-- The task --
Retype the whole listing exactly.

[Opening Listed records section]

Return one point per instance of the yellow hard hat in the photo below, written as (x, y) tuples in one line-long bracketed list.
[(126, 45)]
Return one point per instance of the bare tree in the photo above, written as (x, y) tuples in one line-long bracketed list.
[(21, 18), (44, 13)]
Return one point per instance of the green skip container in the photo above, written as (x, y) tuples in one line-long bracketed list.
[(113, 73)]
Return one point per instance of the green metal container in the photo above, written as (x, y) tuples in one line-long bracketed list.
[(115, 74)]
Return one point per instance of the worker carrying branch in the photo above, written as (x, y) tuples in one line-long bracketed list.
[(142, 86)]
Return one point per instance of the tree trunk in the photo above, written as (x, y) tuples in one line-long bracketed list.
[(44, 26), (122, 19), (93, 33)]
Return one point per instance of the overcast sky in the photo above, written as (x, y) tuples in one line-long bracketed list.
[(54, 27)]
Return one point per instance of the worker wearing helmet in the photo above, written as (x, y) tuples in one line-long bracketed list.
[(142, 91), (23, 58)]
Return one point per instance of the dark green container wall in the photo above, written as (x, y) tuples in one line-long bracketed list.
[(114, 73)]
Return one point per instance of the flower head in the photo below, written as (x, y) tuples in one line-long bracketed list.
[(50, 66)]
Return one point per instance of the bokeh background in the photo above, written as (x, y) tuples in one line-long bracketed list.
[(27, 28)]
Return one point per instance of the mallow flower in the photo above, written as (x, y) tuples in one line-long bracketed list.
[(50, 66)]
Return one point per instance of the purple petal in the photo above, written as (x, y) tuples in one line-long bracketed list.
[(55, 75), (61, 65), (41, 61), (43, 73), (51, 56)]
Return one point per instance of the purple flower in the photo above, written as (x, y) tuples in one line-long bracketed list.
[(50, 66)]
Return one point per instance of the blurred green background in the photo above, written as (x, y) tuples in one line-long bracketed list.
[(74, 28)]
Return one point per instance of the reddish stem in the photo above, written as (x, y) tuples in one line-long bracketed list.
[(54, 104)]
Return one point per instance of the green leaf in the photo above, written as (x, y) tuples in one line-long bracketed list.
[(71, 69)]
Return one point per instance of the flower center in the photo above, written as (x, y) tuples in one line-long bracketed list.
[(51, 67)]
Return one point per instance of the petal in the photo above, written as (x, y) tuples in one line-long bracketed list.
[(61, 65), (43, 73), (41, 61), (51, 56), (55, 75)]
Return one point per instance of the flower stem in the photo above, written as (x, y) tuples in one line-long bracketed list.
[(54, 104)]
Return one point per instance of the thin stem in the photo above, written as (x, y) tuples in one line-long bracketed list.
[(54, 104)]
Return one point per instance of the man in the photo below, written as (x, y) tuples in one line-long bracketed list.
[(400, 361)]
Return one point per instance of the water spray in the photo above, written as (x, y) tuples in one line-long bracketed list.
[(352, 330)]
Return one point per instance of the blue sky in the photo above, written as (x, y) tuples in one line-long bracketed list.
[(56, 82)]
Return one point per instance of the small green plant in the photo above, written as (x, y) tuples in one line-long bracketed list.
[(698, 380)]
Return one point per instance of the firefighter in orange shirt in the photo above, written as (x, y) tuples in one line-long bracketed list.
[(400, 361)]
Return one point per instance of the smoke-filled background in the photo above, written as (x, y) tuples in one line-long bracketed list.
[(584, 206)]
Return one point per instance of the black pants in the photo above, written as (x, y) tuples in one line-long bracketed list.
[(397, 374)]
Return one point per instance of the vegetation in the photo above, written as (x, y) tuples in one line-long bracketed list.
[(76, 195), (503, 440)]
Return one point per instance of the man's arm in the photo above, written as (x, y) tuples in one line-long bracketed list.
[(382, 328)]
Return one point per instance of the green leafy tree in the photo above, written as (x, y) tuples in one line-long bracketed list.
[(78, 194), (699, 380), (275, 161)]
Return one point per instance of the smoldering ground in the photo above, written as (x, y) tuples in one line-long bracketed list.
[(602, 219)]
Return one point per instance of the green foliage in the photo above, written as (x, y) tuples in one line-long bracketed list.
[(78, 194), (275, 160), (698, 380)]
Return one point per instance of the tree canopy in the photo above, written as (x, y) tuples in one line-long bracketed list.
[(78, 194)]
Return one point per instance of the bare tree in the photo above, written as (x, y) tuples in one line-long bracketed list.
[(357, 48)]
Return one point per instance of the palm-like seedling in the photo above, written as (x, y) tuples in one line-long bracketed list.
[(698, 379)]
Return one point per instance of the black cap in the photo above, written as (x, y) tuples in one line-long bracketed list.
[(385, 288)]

[Closing Listed records section]

-- Exercise result --
Return one point per instance of the yellow hard hat in the photo below, written as (x, y) tuples in one line-long bracketed list.
[(126, 45)]
Return one point per instance of the bare tree in the photo above, written as (x, y) tuples in one line-long bracketed list.
[(21, 18), (44, 13)]
Return one point per instance of the green skip container in the photo above, written as (x, y) tuples in one line-long bracketed list.
[(113, 73)]
Return one point per instance of the green metal container in the photo above, written as (x, y) tuples in one line-long bracketed list.
[(115, 74)]
Return one point per instance of the worker carrying branch in the photo above, written as (x, y) tuples in one line-long bracketed list.
[(142, 86)]
Return one point per instance of the tree trunk in the photo above, written as (x, y) tuples in one line-long bracketed list.
[(44, 26), (122, 19), (93, 33)]
Return one point per instance of the overcast sky in the photo above, written as (x, y) tuples in one line-long bracketed list.
[(54, 27)]
Return one point per instance of the worker wearing helmet in the photo above, written as (x, y) tuples in one line-long bracketed list.
[(142, 91), (23, 58)]
Return one point per instance of the dark green container wall in the photo above, written as (x, y) tuples in one line-long bracketed list.
[(114, 73)]
Return one point per instance of the flower head in the photo below, written as (x, y) tuples in one line-long bracketed list.
[(50, 66)]
Return one point per instance of the bokeh background in the photo above, written as (x, y) tuples in one line-long bracketed list.
[(27, 28)]
Return one point per instance of the mallow flower in the photo above, written as (x, y) tuples in one line-long bracketed list.
[(50, 66)]
Return one point per instance of the purple petal in the photo above, written as (x, y) tuples in one line-long bracketed list.
[(55, 75), (61, 65), (41, 61), (43, 73), (51, 56)]
Return one point per instance of the purple flower in the photo above, written as (x, y) tuples in one line-long bracketed list.
[(50, 66)]
Return one point per instance of the blurred green background in the photo above, written as (x, y) tuples in one line-long bracketed list.
[(74, 28)]
Return one point per instance of the reddish stem in the photo above, written as (x, y) tuples in one line-long bracketed list.
[(54, 104)]
Return one point per instance of the green leaf in the photo above, written as (x, y) tuples in one line-long bracketed list.
[(71, 69)]
Return one point per instance of the flower center in the photo above, written as (x, y) tuples in one line-long bracketed list.
[(51, 67)]
Return one point per instance of the petal in the photo above, written as (x, y) tuples in one line-long bracketed list.
[(61, 65), (43, 73), (41, 61), (51, 56), (55, 75)]
Return one point per instance of the flower stem in the photo above, written as (x, y) tuples in one line-long bracketed list.
[(54, 104)]
Return one point per instance of the thin stem in the photo above, written as (x, y) tuples in one line-long bracketed list.
[(54, 104)]
Return one point per instance of the man in the photo below, written as (x, y) tuples in one line-long bracketed list.
[(400, 361)]
Return one point per instance of the water spray in the photo above, written as (x, y) tuples in one line-long bracketed list.
[(352, 330)]
Return one point per instance of the blue sky in the photo above, written as (x, y) tuples in one line-long bracketed list.
[(56, 82)]
Return one point per instance of the small green plant in the photo above, written as (x, y) tuples in one line-long bracketed list.
[(698, 380)]
Return one point per instance of the firefighter in orange shirt in the photo above, written as (x, y) tuples in one line-long bracketed list.
[(400, 361)]
Return one point per instance of the smoke-filled background in the photo above, written as (x, y) tuples in one line-long bracketed list.
[(584, 206)]
Return one point per instance of the black pants in the photo above, written as (x, y) tuples in one line-long bracketed list.
[(397, 374)]
Return one point per instance of the vegetation in the photo above, written as (x, y) tuples in one line-long bracketed list.
[(76, 195), (503, 440)]
Return one point per instance of the man's arm in the photo above, written as (x, y) tuples in one line-long bracketed list.
[(382, 328)]
Return one point per instance of the green leafy tree in the photo above, written as (x, y) tuples in one line-long bracketed list.
[(78, 194), (699, 380), (275, 161)]
Return one point per instance of the smoldering ground in the photo above, written as (x, y) tuples in one line-long bracketed list.
[(602, 219)]
Return one point per instance of the green foliage in the photo above, written as (x, y) tuples in one line-long bracketed list.
[(78, 194), (275, 160), (698, 380)]
Return one point per instance of the tree canopy in the photo above, written as (x, y) tuples in one line-long bracketed list.
[(78, 194)]
Return one point per instance of the bare tree in the photo above, written as (x, y) tuples in one line-long bracketed list.
[(357, 48)]
Return one point per instance of the palm-like seedling in the photo above, written as (x, y) tuples in one line-long bracketed list.
[(698, 379)]
Return one point per instance of the black cap in the photo above, written as (x, y) tuples in one line-long bracketed list.
[(385, 288)]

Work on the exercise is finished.